DO THIS: Return all of the data exactly, with nothing left out but the pictures.
↓
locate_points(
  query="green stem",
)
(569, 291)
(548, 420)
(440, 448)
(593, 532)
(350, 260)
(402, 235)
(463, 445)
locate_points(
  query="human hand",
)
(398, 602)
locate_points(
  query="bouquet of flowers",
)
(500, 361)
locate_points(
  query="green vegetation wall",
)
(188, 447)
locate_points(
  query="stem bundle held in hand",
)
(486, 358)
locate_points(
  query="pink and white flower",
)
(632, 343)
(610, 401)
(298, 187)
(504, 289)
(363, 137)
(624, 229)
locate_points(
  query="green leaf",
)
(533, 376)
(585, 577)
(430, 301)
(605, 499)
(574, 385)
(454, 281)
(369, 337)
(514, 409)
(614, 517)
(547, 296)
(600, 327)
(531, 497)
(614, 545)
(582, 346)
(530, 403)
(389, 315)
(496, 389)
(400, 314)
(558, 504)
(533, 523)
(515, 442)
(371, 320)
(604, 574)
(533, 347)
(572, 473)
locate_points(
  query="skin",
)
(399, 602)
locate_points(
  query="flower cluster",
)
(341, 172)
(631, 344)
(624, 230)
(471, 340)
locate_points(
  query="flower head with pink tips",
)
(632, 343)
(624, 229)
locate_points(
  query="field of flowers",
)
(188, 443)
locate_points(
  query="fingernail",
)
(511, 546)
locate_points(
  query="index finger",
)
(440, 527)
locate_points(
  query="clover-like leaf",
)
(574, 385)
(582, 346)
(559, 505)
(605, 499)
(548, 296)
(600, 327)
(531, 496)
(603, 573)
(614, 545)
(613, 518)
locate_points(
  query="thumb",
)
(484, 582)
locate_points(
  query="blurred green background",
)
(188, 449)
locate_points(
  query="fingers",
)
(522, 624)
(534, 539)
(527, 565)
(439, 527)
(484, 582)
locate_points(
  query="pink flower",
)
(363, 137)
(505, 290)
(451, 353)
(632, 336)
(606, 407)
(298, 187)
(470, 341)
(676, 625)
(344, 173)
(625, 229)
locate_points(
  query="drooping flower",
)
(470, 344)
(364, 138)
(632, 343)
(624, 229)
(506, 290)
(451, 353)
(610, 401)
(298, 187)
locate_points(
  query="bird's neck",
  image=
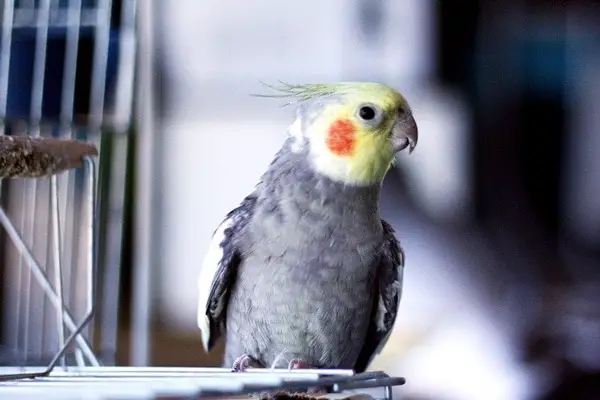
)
(293, 187)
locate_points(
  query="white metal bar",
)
(143, 221)
(56, 252)
(37, 269)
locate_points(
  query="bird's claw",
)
(244, 362)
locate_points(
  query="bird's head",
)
(351, 131)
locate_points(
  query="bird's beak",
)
(405, 134)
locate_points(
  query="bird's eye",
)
(367, 113)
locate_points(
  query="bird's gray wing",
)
(390, 272)
(219, 272)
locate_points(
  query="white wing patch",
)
(210, 265)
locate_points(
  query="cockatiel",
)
(304, 269)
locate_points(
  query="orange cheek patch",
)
(341, 138)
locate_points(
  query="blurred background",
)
(498, 209)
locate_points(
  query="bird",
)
(304, 269)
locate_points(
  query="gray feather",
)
(303, 271)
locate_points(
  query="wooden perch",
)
(29, 157)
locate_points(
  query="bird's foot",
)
(244, 362)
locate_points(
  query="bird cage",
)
(66, 70)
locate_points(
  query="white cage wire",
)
(66, 72)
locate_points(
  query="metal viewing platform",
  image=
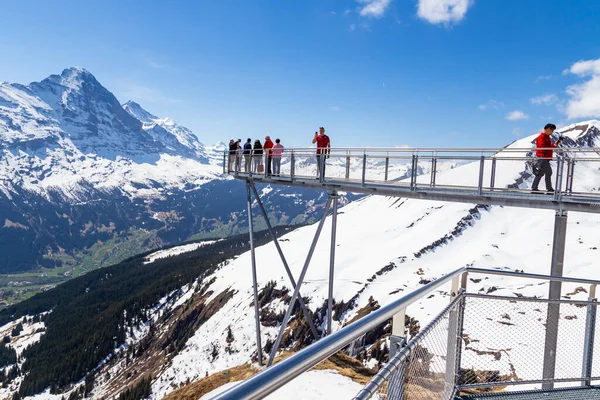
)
(487, 176)
(435, 364)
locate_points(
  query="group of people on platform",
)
(253, 156)
(541, 165)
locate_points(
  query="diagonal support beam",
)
(299, 284)
(254, 283)
(284, 261)
(334, 199)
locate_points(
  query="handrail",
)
(474, 270)
(447, 149)
(278, 375)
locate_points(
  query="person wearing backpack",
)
(267, 147)
(247, 155)
(276, 152)
(257, 156)
(323, 150)
(232, 151)
(541, 165)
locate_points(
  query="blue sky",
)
(449, 73)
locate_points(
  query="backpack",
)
(536, 166)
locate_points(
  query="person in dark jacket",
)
(247, 154)
(267, 147)
(232, 151)
(544, 153)
(257, 155)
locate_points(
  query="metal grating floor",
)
(591, 393)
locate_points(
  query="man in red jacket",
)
(267, 148)
(543, 152)
(323, 149)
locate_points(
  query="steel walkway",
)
(434, 364)
(574, 190)
(589, 393)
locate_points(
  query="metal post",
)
(433, 171)
(493, 178)
(397, 342)
(334, 199)
(285, 264)
(397, 381)
(570, 176)
(266, 165)
(253, 258)
(413, 173)
(364, 168)
(452, 343)
(480, 184)
(556, 269)
(293, 166)
(559, 173)
(299, 284)
(347, 167)
(588, 343)
(398, 337)
(387, 165)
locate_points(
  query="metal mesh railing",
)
(504, 340)
(575, 171)
(425, 369)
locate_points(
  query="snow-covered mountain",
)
(386, 247)
(79, 170)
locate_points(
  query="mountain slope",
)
(86, 182)
(386, 247)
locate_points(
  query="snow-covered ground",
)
(314, 385)
(376, 231)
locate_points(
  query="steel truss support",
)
(334, 200)
(253, 258)
(296, 294)
(284, 261)
(556, 269)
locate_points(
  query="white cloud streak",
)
(443, 11)
(516, 115)
(544, 99)
(584, 99)
(491, 104)
(374, 8)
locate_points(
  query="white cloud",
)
(516, 115)
(584, 99)
(491, 104)
(543, 78)
(443, 11)
(544, 99)
(143, 94)
(374, 8)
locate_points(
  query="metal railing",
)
(506, 170)
(442, 360)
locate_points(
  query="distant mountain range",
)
(86, 181)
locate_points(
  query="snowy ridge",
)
(378, 242)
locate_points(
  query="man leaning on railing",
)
(541, 165)
(323, 149)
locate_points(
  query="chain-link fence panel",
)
(426, 368)
(504, 340)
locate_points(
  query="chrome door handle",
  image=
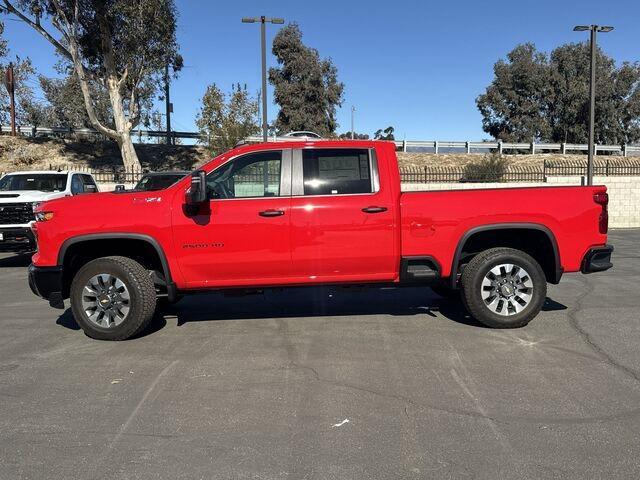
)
(374, 209)
(271, 213)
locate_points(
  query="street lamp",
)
(592, 91)
(263, 20)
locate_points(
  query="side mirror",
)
(197, 193)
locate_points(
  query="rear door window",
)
(336, 171)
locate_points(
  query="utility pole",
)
(592, 92)
(263, 21)
(10, 84)
(353, 113)
(168, 104)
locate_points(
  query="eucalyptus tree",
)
(121, 45)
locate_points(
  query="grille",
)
(15, 213)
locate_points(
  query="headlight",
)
(44, 216)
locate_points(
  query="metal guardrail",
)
(528, 173)
(402, 145)
(433, 174)
(503, 147)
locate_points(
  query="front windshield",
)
(150, 183)
(41, 182)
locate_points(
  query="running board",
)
(419, 270)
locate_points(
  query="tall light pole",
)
(353, 114)
(592, 92)
(263, 20)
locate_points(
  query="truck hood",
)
↑
EXERCISE RESULT:
locate_points(
  query="green stem",
)
(569, 291)
(548, 420)
(440, 448)
(593, 532)
(350, 260)
(402, 235)
(463, 445)
locate_points(
  query="human hand",
)
(398, 602)
locate_points(
  query="bouquet of flowers",
)
(500, 361)
locate_points(
  query="green vegetation wall",
)
(188, 447)
locate_points(
  query="stem bundle held in hand",
)
(486, 358)
locate_points(
  query="pink and white flower",
)
(632, 343)
(610, 401)
(298, 187)
(504, 289)
(363, 137)
(624, 229)
locate_points(
  query="green leaf",
)
(533, 376)
(585, 577)
(430, 301)
(605, 499)
(574, 385)
(454, 281)
(369, 337)
(514, 409)
(614, 517)
(547, 296)
(600, 327)
(531, 497)
(614, 545)
(582, 346)
(530, 403)
(389, 315)
(496, 389)
(400, 314)
(558, 504)
(533, 523)
(515, 442)
(371, 320)
(604, 574)
(533, 347)
(572, 473)
locate_points(
  query="skin",
)
(399, 602)
locate_points(
  query="flower cluster",
)
(341, 172)
(631, 344)
(624, 230)
(471, 340)
locate_points(
  query="flower head with pink tips",
)
(632, 343)
(624, 229)
locate_points(
  query="field of flowers",
)
(188, 443)
locate_points(
  query="fingernail",
)
(511, 546)
locate_points(
  query="index finger",
)
(440, 527)
locate_points(
  query="clover-like leaf",
)
(574, 385)
(582, 346)
(559, 505)
(605, 499)
(548, 296)
(600, 327)
(531, 496)
(603, 573)
(614, 545)
(613, 518)
locate_points(
  query="thumb",
)
(484, 582)
locate_points(
  query="blurred green background",
)
(188, 449)
locate_points(
  query="fingers",
)
(522, 624)
(534, 539)
(527, 565)
(439, 527)
(484, 582)
locate_points(
  query="pink flower",
)
(363, 137)
(505, 290)
(451, 353)
(632, 336)
(606, 407)
(298, 187)
(470, 341)
(676, 625)
(344, 173)
(625, 229)
locate_points(
  query="drooping flower",
)
(470, 344)
(364, 138)
(632, 343)
(624, 229)
(506, 290)
(451, 353)
(610, 401)
(298, 187)
locate_points(
  query="bird's neck",
  image=
)
(293, 187)
locate_points(
  query="white metal bar",
)
(143, 221)
(56, 252)
(37, 269)
locate_points(
  query="bird's claw",
)
(244, 362)
locate_points(
  query="bird's head",
)
(351, 131)
locate_points(
  query="bird's beak",
)
(405, 134)
locate_points(
  query="bird's eye",
)
(367, 113)
locate_points(
  query="bird's gray wing",
)
(390, 272)
(219, 272)
locate_points(
  query="white wing patch",
)
(210, 265)
locate_points(
  query="cockatiel",
)
(304, 269)
locate_points(
  query="orange cheek patch",
)
(341, 138)
locate_points(
  query="blurred background",
)
(498, 209)
locate_points(
  query="bird",
)
(304, 269)
locate_points(
  query="gray feather",
)
(303, 271)
locate_points(
  query="wooden perch",
)
(29, 157)
locate_points(
  query="bird's foot",
)
(244, 362)
locate_points(
  query="bird cage",
)
(66, 70)
locate_points(
  query="white cage wire",
)
(66, 72)
locate_points(
  query="metal viewing platform",
  image=
)
(487, 176)
(435, 364)
locate_points(
  query="group of people on platform",
)
(253, 156)
(541, 165)
locate_points(
  query="diagonal support beam",
)
(299, 284)
(254, 283)
(284, 261)
(334, 199)
locate_points(
  query="handrail",
)
(474, 270)
(447, 149)
(278, 375)
locate_points(
  query="person wearing backpack",
)
(267, 147)
(247, 155)
(276, 152)
(257, 156)
(323, 150)
(232, 151)
(541, 165)
locate_points(
  query="blue sky",
)
(449, 73)
locate_points(
  query="backpack",
)
(536, 166)
locate_points(
  query="person in dark jacket",
)
(247, 154)
(267, 147)
(232, 151)
(544, 153)
(257, 155)
locate_points(
  query="metal grating floor",
)
(591, 393)
locate_points(
  query="man in red jacket",
)
(267, 148)
(543, 152)
(323, 149)
locate_points(
  query="steel walkway",
)
(434, 364)
(574, 190)
(589, 393)
locate_points(
  query="metal post",
)
(433, 171)
(493, 178)
(397, 342)
(334, 199)
(285, 264)
(397, 381)
(570, 176)
(266, 165)
(253, 258)
(413, 173)
(364, 168)
(452, 343)
(480, 184)
(556, 269)
(293, 166)
(559, 173)
(299, 284)
(347, 167)
(588, 343)
(398, 337)
(387, 165)
locate_points(
  query="metal mesh railing",
)
(504, 340)
(575, 171)
(425, 369)
locate_points(
  query="snow-covered mountain",
)
(386, 247)
(79, 170)
locate_points(
  query="mountain slope",
)
(86, 182)
(386, 247)
locate_points(
  query="snow-covered ground",
)
(314, 385)
(376, 231)
locate_points(
  query="steel truss support",
)
(334, 200)
(253, 258)
(296, 294)
(284, 261)
(556, 269)
locate_points(
  query="white cloud streak",
)
(443, 11)
(516, 115)
(544, 99)
(584, 99)
(491, 104)
(374, 8)
locate_points(
  query="white cloud",
)
(516, 115)
(584, 99)
(491, 104)
(543, 78)
(443, 11)
(544, 99)
(143, 94)
(374, 8)
locate_points(
  query="metal railing",
)
(506, 170)
(442, 360)
locate_points(
  query="distant mountain range",
)
(86, 181)
locate_points(
  query="snowy ridge",
)
(378, 242)
locate_points(
  query="man leaning on railing",
)
(541, 165)
(323, 149)
locate_points(
  query="chain-link fence panel",
)
(426, 368)
(504, 340)
locate_points(
  query="chrome door handle",
  image=
)
(374, 209)
(271, 213)
locate_points(
  query="street lamp",
)
(592, 91)
(263, 20)
locate_points(
  query="side mirror",
)
(197, 193)
locate_points(
  query="rear door window",
)
(336, 171)
locate_points(
  query="utility pole",
)
(592, 92)
(263, 21)
(10, 84)
(353, 113)
(168, 104)
locate_points(
  query="eucalyptus tree",
)
(121, 45)
locate_points(
  query="grille",
)
(15, 213)
locate_points(
  query="headlight",
)
(44, 216)
locate_points(
  query="metal guardrail",
)
(528, 173)
(402, 145)
(433, 174)
(503, 147)
locate_points(
  query="front windshield",
)
(150, 183)
(41, 182)
locate_points(
  query="running board",
)
(419, 270)
locate_points(
  query="tall light pole",
)
(353, 114)
(592, 92)
(263, 20)
locate_points(
  query="truck hood",
)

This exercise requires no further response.